Description of the task -> Return the exact lines spanning from the line with "Would you mind pointing at the firefighter" through the last line of the entries, boundaries included, and no others.
☆ ☆ ☆ ☆
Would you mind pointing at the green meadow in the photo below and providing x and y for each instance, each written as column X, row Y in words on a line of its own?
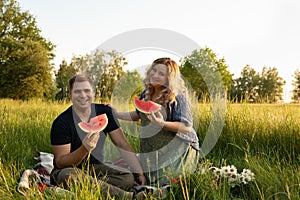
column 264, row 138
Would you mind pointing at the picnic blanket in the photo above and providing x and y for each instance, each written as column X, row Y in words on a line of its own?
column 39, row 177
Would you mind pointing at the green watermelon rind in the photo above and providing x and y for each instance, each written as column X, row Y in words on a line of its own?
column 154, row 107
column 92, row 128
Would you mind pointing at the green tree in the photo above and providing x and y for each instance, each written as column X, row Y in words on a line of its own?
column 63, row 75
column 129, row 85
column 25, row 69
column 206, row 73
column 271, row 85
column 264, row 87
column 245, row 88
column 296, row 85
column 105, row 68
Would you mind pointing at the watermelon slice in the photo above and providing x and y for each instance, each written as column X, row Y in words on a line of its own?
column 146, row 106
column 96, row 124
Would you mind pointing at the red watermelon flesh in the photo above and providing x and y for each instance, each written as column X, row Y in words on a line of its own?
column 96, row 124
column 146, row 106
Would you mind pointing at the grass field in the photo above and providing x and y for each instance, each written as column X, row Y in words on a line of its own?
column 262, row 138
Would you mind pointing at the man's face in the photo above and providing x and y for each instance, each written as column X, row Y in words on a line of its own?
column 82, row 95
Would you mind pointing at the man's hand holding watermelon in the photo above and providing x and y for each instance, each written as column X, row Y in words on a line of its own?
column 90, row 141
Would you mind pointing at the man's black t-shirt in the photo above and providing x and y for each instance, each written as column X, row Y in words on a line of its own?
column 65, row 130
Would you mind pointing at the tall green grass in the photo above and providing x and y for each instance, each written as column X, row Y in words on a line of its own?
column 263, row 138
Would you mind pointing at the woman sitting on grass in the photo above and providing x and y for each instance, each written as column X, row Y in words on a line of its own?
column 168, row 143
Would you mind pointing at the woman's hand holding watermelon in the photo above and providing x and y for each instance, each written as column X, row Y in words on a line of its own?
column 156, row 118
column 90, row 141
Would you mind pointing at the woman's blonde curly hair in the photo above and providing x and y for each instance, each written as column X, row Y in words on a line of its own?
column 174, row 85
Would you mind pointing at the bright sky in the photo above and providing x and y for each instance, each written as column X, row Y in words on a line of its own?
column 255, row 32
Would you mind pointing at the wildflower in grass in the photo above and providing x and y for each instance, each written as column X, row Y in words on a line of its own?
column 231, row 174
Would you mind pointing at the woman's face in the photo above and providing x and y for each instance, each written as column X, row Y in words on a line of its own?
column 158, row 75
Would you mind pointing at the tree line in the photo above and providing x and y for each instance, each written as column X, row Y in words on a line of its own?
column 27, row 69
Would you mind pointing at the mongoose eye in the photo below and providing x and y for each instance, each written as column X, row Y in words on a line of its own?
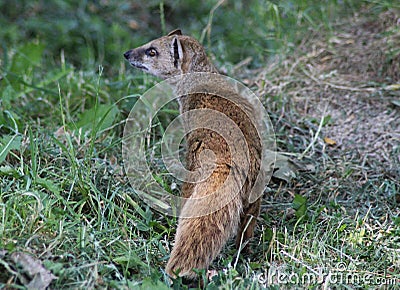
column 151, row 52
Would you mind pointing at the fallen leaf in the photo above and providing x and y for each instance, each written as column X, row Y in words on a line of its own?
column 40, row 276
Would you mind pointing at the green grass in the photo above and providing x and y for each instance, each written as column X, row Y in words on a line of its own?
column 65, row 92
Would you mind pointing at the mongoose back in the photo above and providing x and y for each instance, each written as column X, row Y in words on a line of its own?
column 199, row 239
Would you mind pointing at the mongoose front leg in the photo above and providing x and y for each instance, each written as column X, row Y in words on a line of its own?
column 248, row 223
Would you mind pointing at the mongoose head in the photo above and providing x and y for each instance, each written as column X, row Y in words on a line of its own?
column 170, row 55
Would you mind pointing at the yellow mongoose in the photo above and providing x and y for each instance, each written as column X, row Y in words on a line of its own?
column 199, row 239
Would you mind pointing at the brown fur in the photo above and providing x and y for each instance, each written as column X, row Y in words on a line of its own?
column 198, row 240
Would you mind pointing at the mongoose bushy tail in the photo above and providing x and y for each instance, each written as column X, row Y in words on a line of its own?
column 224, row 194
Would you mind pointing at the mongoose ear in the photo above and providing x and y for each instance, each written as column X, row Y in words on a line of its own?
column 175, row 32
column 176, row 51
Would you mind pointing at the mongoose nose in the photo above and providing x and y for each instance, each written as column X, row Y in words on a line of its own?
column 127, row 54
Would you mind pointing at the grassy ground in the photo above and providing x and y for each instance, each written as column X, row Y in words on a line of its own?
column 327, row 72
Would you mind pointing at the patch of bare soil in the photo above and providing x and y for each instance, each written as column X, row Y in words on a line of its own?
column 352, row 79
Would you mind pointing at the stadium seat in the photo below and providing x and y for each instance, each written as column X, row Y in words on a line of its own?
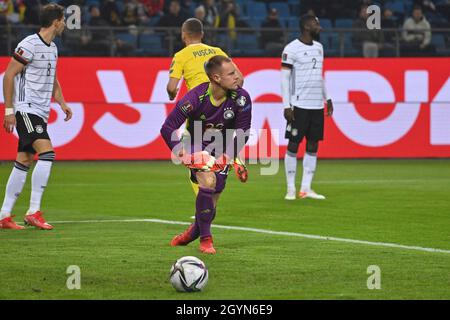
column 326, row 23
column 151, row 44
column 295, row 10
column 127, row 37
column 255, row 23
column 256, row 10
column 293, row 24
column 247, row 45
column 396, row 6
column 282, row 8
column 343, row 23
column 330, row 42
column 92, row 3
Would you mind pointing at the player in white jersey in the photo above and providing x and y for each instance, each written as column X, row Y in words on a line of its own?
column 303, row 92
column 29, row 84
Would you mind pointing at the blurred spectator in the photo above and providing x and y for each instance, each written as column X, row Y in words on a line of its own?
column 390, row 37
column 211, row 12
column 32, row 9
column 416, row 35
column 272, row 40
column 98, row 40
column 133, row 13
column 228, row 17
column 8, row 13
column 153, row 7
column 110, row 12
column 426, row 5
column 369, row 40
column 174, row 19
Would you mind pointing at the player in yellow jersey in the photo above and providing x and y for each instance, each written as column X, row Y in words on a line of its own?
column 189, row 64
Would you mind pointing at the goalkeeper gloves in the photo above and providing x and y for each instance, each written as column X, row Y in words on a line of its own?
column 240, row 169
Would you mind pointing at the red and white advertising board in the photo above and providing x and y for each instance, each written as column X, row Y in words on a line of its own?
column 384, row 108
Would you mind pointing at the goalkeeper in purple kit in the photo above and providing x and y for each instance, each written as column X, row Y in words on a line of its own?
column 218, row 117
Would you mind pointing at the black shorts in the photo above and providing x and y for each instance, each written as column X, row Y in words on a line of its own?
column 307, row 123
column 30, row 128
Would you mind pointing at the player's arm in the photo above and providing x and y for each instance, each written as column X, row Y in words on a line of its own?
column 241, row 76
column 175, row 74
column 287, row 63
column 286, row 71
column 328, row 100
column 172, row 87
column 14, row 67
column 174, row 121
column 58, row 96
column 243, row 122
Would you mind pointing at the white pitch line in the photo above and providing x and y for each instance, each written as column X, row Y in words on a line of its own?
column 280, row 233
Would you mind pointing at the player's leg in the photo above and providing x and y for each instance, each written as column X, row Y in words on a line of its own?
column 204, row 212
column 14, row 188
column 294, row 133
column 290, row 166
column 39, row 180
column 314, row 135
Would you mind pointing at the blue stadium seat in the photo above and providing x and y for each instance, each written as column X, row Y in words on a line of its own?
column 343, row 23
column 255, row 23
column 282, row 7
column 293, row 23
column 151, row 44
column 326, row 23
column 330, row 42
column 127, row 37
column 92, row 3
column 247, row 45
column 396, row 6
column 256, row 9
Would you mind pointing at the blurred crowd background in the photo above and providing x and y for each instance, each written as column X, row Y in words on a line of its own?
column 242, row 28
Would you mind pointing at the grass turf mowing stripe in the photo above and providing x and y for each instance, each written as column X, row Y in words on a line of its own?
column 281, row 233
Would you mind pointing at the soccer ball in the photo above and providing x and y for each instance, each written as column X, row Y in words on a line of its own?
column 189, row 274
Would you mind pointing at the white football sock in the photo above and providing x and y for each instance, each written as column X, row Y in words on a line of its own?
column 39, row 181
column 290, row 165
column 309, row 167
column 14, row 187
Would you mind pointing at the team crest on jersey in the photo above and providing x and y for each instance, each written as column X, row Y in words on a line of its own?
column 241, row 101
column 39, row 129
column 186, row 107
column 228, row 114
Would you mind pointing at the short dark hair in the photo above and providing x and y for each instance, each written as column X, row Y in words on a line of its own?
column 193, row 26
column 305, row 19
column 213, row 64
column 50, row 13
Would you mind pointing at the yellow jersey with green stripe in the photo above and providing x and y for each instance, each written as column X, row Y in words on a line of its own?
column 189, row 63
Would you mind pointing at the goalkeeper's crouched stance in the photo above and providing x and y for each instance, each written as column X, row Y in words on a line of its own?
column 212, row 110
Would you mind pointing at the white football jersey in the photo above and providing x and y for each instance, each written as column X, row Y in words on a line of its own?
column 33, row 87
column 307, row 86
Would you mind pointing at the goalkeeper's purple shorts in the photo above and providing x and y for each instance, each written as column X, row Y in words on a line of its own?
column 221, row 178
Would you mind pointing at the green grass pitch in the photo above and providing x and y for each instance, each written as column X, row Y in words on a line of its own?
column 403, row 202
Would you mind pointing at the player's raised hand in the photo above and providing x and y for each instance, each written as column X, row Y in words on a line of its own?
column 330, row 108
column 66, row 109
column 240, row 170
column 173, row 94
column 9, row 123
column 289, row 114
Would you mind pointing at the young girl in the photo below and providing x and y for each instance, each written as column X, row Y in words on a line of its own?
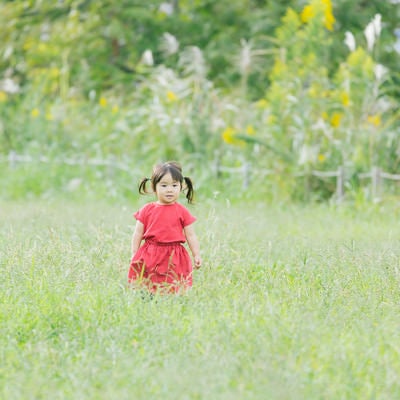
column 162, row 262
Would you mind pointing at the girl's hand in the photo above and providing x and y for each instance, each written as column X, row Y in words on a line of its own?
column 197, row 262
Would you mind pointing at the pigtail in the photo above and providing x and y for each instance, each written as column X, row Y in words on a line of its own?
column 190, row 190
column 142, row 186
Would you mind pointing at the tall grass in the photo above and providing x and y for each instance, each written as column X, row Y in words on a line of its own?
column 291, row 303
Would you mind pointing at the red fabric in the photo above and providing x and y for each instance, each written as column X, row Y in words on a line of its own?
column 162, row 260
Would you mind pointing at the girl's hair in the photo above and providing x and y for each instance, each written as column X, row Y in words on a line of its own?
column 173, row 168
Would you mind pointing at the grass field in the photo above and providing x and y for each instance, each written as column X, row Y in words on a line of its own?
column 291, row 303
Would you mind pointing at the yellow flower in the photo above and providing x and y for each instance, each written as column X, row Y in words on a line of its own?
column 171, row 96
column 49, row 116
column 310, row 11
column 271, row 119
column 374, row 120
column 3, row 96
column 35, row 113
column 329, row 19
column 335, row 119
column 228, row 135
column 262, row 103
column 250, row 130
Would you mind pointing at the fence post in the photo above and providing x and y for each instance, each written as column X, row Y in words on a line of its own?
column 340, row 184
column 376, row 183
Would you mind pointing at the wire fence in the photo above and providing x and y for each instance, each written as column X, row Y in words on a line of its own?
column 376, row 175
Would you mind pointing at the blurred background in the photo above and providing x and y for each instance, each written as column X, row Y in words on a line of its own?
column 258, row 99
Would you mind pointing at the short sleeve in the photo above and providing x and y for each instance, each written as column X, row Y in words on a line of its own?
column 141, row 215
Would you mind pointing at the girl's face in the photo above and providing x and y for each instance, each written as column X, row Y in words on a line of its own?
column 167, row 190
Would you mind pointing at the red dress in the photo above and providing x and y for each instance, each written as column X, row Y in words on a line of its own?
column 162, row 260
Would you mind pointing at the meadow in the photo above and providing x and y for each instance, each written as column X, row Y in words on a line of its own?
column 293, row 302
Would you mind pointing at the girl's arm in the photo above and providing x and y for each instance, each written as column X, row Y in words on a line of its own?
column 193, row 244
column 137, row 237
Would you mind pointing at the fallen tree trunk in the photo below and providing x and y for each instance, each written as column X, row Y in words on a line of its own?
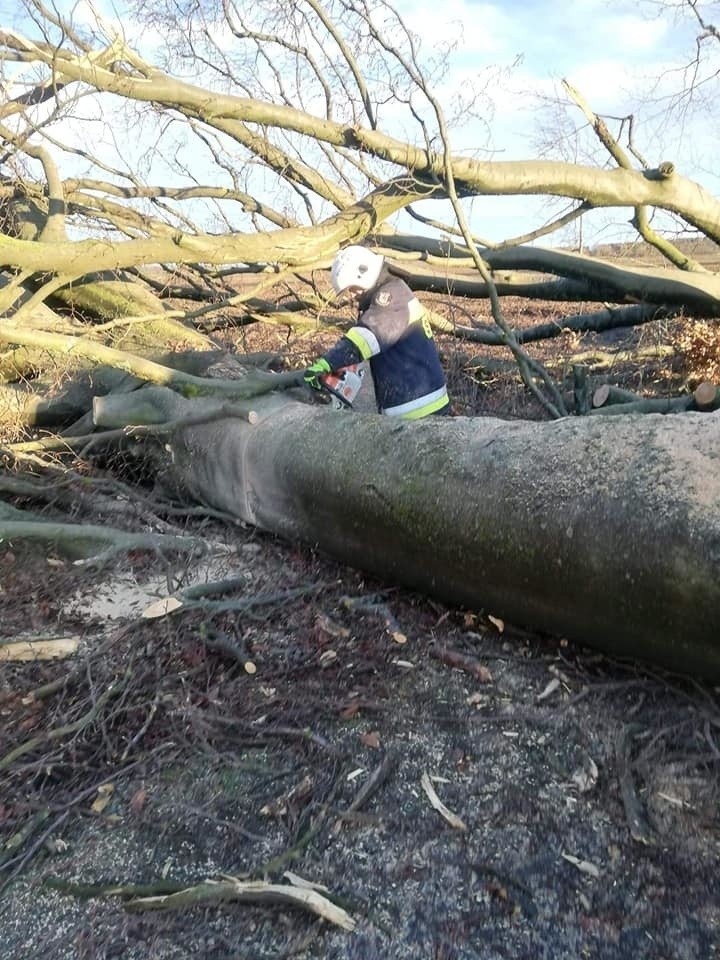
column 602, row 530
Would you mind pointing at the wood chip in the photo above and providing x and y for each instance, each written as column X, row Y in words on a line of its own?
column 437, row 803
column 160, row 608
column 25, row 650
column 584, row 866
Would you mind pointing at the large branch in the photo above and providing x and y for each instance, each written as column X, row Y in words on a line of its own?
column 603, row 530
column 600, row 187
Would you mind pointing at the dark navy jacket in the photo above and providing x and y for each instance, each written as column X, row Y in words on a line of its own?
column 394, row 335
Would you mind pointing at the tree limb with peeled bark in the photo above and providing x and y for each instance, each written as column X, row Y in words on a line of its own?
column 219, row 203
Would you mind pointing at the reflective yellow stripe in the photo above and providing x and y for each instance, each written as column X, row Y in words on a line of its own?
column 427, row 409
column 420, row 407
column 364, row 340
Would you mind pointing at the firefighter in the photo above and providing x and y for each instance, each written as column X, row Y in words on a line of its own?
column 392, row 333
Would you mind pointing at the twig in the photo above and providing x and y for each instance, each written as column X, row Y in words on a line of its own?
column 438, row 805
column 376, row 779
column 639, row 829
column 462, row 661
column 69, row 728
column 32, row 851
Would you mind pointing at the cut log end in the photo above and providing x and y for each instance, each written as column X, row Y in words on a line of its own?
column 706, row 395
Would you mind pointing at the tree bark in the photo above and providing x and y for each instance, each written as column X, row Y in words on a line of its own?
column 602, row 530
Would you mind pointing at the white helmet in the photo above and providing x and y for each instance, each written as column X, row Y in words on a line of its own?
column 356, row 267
☆ ☆ ☆ ☆
The solution ->
Would you mind pointing at the firefighter in the photo above and providing x and y for each instance, each written as column X, row Y in words on a line of its own?
column 392, row 333
Would you mind pointing at the twig in the photo above and providing x and y for each instance, each written as column X, row Y in words on a line of its own?
column 438, row 805
column 376, row 779
column 639, row 829
column 462, row 661
column 69, row 728
column 32, row 851
Would you mind pointing at the cut log end in the photo above and providing x and y for each instance, each written as column X, row Y in words on a line of its own?
column 706, row 395
Would you mind pointing at the tree bark in the photo above and providing x and y for each instance, each written as column X, row Y in words on a line of its own?
column 602, row 530
Would you mind pointing at the white helmet in the photo above and providing x and y for each instance, each written as column X, row Y in words on a line of its own?
column 356, row 267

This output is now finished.